_Page extract_:
-=-=-=-=-
The function assumes that this code has been loaded or modified by user code.
Calling this function against uncommitted memory region is considered as S/W
bug and may generate exception on some memory models.
The specified addresses are associated with a user writable code chunk as
created by RChunk::CreateLocalCode().
The function cleans the data cache to ensure that written data has been
committed to main memory and then flushes the instruction cache and branch
target buffer (BTB) to ensure that the code is loaded from main memory when
it is executed.
The Kernel uses the size of the range specified to decide whether to clean/flush
line-by-line or to simply clean/flush the entire cache.
@param aStart The start virtual address of the region.
@param aEnd The end virtual address of the region. This location is not within
the region.
@see RChunk::CreateLocalCode()
@see UserHeap::ChunkHeap()
*/
{
Exec::IMB_Range(aStart,(TUint32)aEnd-(TUint32)aStart);
}
/**
Sets the specified handle into the specified environment data slot
for this process.
The APPARC framework (class CApaApplication etc.) uses some of the slots internally,
so programs that use this framework should ensure that they only use slots available
for public use.
@param aSlot An index that identifies the environment data slot.
This is a value relative to zero;
i.e. 0 is the first item/slot.
This can range from 0 to 15.
@param aHandle The handle to be passed to this process.
@return KErrNone, always.
@panic KERN-EXEC 46 if this function is called by a thread running
in a process that is not the creator of this process, or
the handle is not local.
@panic KERN-EXEC 51 if aSlot is negative or is greater than or equal to
the value of KArgIndex.
@panic KERN-EXEC 52 if the specified slot is already in use.
-=-=-=-=-
_Aim 1_: According to the API documentation above, why does the function clean the data cache and then flush the instruction cache and branch target buffer? Answer in one to three sentences.

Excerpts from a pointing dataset
-=-=-=-=-
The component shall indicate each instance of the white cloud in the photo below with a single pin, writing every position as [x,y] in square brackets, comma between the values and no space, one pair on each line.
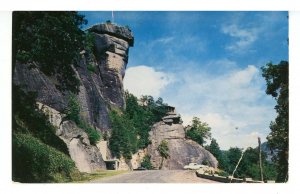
[144,80]
[234,99]
[245,37]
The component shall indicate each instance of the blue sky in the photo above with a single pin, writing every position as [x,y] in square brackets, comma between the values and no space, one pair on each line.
[207,64]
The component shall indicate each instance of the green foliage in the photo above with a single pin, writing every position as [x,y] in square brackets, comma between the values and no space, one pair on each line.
[205,162]
[51,39]
[73,114]
[91,68]
[73,110]
[214,148]
[27,118]
[89,42]
[130,129]
[93,134]
[163,149]
[249,165]
[223,173]
[146,163]
[199,131]
[277,78]
[123,140]
[34,161]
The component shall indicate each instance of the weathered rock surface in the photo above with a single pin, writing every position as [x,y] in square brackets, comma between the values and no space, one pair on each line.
[181,151]
[101,76]
[87,157]
[100,88]
[32,79]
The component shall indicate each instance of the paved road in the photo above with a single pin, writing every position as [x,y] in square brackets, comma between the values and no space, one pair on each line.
[155,176]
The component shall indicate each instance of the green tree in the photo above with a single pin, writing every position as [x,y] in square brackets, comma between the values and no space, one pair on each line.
[199,131]
[50,40]
[249,165]
[214,148]
[146,162]
[277,80]
[123,140]
[163,151]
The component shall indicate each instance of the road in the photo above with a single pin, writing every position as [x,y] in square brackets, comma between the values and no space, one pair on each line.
[155,176]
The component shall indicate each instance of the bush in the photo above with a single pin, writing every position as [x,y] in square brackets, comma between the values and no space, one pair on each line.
[205,162]
[93,134]
[34,161]
[91,68]
[146,162]
[27,118]
[73,110]
[199,131]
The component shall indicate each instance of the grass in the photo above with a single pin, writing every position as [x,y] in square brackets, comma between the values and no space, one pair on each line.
[85,177]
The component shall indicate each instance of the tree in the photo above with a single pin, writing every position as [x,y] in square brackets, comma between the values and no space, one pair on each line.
[51,41]
[163,150]
[123,140]
[199,131]
[276,77]
[146,162]
[214,148]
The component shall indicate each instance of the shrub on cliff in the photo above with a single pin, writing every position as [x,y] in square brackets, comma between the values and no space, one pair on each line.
[93,134]
[199,131]
[146,162]
[34,161]
[27,118]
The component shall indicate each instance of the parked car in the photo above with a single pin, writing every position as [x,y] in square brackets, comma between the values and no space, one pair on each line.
[194,166]
[140,168]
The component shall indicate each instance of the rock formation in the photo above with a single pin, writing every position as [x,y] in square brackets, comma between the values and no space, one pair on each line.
[87,158]
[101,87]
[181,151]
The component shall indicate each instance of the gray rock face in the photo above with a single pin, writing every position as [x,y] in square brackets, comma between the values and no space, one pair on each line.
[100,88]
[114,30]
[181,151]
[32,79]
[86,156]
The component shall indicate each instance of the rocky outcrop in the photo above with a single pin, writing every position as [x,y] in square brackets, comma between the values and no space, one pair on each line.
[87,157]
[181,151]
[100,74]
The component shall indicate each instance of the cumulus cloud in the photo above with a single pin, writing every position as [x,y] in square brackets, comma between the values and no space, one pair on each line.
[144,80]
[245,37]
[232,103]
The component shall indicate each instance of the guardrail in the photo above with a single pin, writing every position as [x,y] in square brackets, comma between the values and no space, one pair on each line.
[224,179]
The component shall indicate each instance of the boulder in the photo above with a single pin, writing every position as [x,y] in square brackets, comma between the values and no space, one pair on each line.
[181,151]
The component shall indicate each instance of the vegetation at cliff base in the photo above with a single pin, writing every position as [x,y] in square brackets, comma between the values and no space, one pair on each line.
[38,155]
[277,79]
[199,131]
[146,162]
[130,128]
[73,114]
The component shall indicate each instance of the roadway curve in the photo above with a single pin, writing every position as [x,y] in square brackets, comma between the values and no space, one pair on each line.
[155,176]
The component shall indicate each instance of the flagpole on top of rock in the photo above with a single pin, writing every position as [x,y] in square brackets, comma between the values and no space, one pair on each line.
[112,16]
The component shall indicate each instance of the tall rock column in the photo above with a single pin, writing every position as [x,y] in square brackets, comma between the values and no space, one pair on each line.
[101,73]
[112,44]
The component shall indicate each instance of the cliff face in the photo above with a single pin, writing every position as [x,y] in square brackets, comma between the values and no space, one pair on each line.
[181,151]
[100,74]
[101,87]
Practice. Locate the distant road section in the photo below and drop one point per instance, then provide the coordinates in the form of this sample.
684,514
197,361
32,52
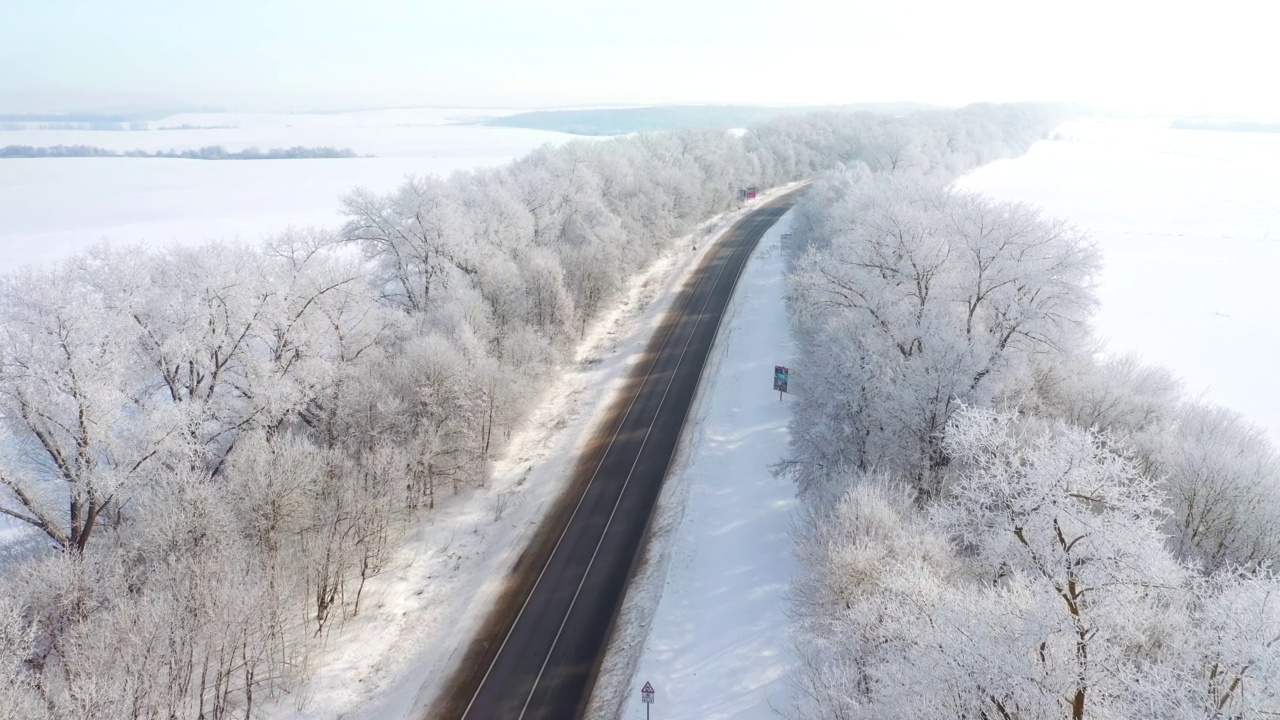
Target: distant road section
538,656
622,121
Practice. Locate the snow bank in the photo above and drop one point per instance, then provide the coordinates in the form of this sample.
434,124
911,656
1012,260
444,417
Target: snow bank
425,607
704,619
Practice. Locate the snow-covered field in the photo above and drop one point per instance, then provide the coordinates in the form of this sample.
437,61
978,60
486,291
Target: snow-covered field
704,620
51,206
1189,227
421,611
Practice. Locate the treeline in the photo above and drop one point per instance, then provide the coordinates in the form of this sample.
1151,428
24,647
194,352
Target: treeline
219,443
210,153
1000,520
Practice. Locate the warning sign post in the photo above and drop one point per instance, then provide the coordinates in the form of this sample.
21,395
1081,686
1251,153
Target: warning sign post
647,696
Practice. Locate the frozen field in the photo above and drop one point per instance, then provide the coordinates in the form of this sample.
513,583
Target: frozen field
49,208
1189,227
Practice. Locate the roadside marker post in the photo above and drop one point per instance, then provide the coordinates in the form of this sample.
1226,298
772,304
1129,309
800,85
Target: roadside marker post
781,374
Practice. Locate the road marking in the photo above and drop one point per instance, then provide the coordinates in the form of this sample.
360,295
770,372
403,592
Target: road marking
576,507
625,483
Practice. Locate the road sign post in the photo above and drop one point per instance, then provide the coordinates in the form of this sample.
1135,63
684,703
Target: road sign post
781,374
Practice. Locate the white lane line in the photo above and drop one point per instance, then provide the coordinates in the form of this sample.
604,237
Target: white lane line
625,483
558,541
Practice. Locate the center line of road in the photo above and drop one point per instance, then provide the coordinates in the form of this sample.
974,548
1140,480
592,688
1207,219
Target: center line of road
572,515
671,381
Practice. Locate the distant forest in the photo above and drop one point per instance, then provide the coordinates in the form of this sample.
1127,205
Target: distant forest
211,153
624,121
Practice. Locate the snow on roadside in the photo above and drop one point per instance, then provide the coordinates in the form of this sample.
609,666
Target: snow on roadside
438,587
704,618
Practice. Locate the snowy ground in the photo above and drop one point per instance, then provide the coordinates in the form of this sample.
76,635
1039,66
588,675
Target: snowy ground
392,660
53,206
704,620
1189,226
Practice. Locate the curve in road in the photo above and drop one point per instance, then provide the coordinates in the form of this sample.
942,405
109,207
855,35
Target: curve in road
545,664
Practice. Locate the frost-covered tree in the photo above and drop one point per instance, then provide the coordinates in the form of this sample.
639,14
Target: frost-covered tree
919,300
1040,586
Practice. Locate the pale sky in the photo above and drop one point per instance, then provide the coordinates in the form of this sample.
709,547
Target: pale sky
320,54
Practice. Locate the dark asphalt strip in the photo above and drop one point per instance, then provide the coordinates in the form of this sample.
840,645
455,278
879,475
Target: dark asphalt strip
545,664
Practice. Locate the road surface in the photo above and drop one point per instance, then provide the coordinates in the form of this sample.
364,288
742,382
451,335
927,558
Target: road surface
545,660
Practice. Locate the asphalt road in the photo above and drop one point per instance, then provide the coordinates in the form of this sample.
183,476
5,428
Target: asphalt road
545,664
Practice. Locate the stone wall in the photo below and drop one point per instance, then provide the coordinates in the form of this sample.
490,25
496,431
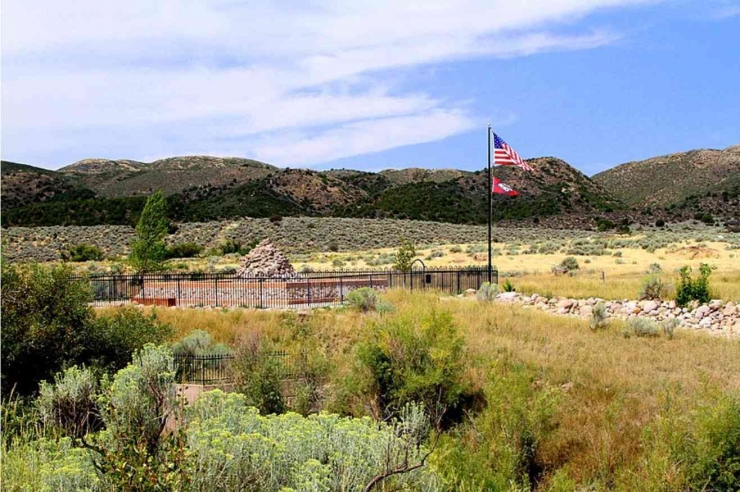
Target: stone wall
716,317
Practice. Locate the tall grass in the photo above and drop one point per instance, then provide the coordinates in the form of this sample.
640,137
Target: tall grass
610,390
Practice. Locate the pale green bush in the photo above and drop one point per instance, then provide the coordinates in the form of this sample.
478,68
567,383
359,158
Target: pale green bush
69,403
233,447
487,292
598,316
363,299
641,327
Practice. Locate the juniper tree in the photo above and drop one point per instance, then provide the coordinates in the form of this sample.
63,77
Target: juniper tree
148,251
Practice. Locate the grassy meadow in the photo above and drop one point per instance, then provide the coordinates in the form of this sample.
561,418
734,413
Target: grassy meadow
618,407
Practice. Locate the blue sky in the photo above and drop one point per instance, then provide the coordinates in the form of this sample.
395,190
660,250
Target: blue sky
322,85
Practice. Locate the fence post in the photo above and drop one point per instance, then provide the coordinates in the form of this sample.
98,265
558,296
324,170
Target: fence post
215,289
261,304
308,291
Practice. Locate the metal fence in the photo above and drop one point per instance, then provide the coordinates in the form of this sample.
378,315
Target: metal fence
217,368
311,289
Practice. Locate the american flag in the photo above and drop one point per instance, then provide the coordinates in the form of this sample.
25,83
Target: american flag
504,155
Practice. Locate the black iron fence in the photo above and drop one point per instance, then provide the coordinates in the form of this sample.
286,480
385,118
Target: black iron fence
217,368
310,289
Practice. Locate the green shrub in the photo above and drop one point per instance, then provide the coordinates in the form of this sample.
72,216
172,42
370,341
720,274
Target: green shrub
569,264
184,250
508,286
652,288
364,299
113,338
258,375
82,252
693,289
500,448
233,447
487,292
405,255
45,324
641,327
599,316
69,403
406,359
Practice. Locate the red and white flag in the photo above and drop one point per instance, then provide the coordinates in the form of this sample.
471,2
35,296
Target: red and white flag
503,188
503,155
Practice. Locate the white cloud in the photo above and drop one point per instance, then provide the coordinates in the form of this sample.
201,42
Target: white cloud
144,77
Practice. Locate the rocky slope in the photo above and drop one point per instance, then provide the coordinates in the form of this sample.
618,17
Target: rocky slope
670,179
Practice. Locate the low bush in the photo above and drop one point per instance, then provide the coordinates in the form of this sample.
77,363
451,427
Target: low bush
258,375
652,288
406,359
569,264
487,292
364,299
82,252
184,250
693,289
70,402
599,316
641,327
500,448
508,286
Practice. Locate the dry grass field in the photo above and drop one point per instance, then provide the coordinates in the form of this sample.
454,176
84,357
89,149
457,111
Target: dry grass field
612,391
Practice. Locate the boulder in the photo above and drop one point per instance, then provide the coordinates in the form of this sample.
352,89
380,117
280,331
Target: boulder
265,261
565,303
507,296
729,310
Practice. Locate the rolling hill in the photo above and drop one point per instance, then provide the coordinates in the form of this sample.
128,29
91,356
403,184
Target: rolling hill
201,188
670,180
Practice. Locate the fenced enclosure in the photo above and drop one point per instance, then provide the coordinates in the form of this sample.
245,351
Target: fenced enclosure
217,368
310,289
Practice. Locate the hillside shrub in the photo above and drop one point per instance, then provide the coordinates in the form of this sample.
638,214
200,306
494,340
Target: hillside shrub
364,299
113,338
184,250
258,375
652,288
693,289
641,327
70,402
82,252
405,255
487,292
599,316
199,342
409,359
508,286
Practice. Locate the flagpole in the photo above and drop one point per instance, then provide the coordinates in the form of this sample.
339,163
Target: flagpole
490,208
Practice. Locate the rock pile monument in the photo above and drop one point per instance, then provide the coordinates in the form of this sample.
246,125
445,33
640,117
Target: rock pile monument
265,261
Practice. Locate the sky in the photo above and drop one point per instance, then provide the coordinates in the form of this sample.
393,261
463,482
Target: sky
368,85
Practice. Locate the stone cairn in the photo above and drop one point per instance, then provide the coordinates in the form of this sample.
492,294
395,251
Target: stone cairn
265,261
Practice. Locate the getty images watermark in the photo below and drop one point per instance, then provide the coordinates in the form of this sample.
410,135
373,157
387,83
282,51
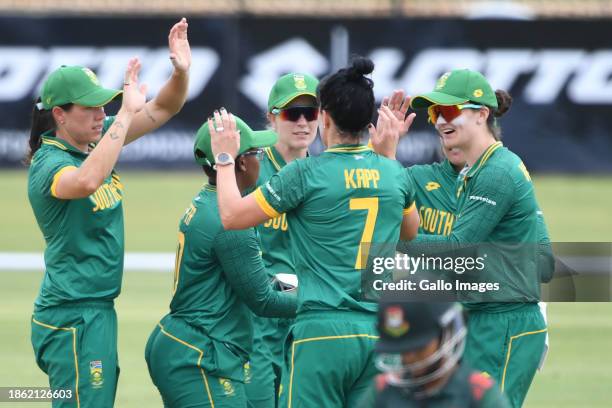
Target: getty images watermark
405,265
489,272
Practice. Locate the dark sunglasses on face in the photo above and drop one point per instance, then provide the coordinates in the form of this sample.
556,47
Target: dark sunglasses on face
448,112
259,153
294,113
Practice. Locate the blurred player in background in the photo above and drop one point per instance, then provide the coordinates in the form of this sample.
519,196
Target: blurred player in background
197,353
76,196
420,354
292,114
495,204
334,202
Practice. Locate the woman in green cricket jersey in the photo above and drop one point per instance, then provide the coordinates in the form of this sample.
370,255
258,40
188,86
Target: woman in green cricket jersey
292,114
76,196
495,206
335,202
197,354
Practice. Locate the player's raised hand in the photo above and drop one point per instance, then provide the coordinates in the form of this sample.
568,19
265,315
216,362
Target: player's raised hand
399,104
224,136
134,94
385,136
178,44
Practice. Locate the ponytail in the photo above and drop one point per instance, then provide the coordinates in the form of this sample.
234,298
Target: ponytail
504,101
42,121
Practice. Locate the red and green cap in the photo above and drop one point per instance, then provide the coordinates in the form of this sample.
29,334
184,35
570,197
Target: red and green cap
458,87
75,84
290,86
249,139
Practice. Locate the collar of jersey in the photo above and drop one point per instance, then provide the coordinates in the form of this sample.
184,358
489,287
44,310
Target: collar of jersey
348,148
210,187
448,168
483,159
275,158
48,138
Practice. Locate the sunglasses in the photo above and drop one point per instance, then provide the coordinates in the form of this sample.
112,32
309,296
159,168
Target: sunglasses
259,153
448,112
294,113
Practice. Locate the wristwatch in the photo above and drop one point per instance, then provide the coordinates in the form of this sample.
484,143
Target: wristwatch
224,159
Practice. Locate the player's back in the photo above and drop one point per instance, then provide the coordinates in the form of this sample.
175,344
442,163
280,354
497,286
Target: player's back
202,296
351,196
435,191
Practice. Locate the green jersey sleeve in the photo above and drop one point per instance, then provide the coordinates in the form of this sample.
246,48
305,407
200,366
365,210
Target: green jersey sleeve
488,201
410,204
546,258
493,398
239,255
283,192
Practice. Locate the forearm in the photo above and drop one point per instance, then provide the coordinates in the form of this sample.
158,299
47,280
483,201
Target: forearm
228,195
173,94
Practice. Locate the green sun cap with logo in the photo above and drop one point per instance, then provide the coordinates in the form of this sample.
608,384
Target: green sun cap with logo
75,84
458,87
290,86
249,139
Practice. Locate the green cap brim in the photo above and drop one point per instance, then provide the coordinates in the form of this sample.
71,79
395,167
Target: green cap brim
262,138
435,98
99,97
291,97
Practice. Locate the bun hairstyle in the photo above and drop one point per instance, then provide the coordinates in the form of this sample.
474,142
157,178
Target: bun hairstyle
504,101
348,96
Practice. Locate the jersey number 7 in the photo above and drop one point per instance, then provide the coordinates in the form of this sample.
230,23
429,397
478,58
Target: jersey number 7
371,205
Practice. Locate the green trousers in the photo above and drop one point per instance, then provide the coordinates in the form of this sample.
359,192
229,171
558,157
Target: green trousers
182,368
76,346
507,346
329,360
266,361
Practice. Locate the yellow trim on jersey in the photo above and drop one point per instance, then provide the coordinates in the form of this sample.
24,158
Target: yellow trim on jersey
76,359
210,187
348,149
409,209
184,343
56,178
54,143
295,342
510,350
270,155
264,205
487,154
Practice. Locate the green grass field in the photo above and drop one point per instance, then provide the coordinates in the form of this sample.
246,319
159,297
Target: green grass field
577,372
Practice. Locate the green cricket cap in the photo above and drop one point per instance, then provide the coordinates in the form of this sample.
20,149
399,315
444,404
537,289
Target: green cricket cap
75,84
290,86
249,139
457,87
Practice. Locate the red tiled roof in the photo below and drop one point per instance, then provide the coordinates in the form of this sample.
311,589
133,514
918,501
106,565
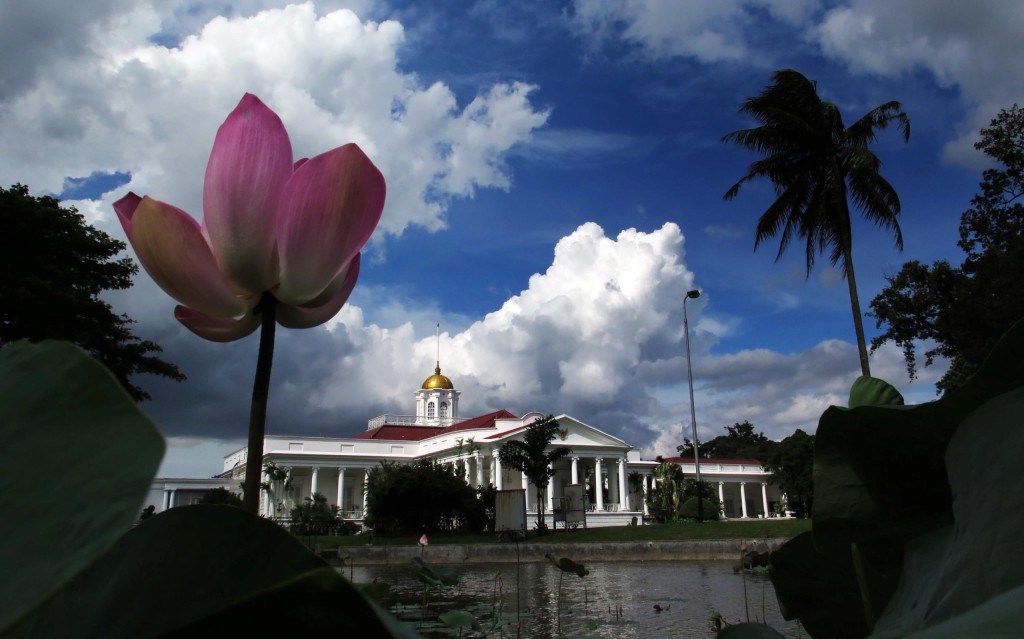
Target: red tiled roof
507,432
710,460
418,433
400,433
477,423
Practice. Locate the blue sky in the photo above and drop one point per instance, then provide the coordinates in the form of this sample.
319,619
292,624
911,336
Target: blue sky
555,177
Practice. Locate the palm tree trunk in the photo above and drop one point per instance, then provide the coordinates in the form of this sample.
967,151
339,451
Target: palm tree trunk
540,510
858,316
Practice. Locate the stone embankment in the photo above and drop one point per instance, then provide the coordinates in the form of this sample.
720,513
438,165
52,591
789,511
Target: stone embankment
707,550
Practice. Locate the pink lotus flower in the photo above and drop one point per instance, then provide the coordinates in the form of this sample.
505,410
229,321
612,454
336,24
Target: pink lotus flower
269,226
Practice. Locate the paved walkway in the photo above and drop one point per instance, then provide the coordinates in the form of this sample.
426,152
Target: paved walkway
530,552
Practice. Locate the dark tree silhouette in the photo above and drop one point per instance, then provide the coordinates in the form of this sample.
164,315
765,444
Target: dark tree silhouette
965,310
535,458
817,165
54,266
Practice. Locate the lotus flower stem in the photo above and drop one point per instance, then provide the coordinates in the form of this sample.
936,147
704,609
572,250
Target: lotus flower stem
257,413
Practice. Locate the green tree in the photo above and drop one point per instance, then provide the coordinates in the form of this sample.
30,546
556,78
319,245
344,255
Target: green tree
422,497
739,441
792,466
666,498
674,496
54,266
817,165
220,496
314,516
965,310
535,457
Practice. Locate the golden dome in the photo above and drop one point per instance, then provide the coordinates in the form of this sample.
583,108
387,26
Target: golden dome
437,381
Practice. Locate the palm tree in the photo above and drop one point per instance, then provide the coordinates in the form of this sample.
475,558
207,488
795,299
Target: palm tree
817,165
534,458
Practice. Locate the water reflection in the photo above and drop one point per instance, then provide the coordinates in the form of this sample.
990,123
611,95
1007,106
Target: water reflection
620,599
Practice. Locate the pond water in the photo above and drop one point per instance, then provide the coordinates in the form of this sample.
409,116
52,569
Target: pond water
615,599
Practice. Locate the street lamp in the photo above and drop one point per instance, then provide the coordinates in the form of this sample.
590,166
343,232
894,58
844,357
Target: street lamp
693,417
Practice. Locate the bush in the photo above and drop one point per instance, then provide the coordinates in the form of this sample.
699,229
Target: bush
423,497
688,509
220,496
314,516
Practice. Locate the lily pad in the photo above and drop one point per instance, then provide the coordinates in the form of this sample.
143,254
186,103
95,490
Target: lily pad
207,570
79,459
950,572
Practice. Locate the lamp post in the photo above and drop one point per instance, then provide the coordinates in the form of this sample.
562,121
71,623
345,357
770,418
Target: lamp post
693,418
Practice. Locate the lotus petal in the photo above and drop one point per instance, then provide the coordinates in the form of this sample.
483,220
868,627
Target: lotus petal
216,329
171,247
250,163
300,317
329,210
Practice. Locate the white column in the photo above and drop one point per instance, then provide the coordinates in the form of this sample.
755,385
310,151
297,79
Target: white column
341,491
551,492
525,486
624,497
366,490
497,466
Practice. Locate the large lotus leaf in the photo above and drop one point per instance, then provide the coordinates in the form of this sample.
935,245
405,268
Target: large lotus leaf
880,472
873,391
998,618
750,631
79,458
952,571
819,589
207,570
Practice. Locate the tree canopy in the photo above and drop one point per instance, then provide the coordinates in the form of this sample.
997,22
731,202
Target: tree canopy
965,310
54,266
535,457
792,465
739,441
422,497
817,165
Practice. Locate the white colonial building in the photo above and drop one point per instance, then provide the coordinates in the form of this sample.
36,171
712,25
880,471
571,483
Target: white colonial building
338,467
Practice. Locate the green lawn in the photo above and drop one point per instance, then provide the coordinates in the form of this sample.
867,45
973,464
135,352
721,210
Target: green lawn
758,528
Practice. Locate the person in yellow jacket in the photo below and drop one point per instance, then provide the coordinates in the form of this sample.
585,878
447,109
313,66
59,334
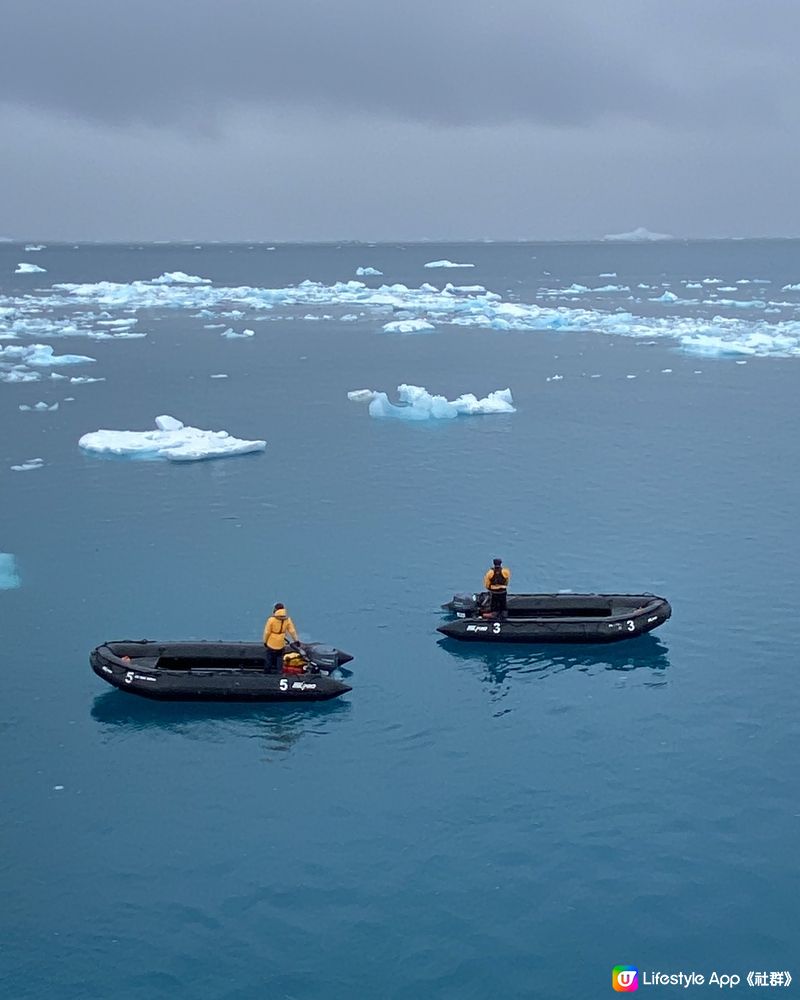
-=-=-=-=-
_Aim 2_: Please gather every line of the listing above that contains the string "sleeve", treating uppercase and lowercase as different.

_Solution 1_: Cleaning the data cache ensures that written data has been committed to main memory. Flushing the instruction cache and branch target buffer (BTB) then ensures that the code is loaded from main memory when it is executed.

_Solution 2_:
Practice. Locate the green jersey sleeve in the photo above and drop one point per instance, then provide the coordinates in the form of this sample.
Target: green jersey sleeve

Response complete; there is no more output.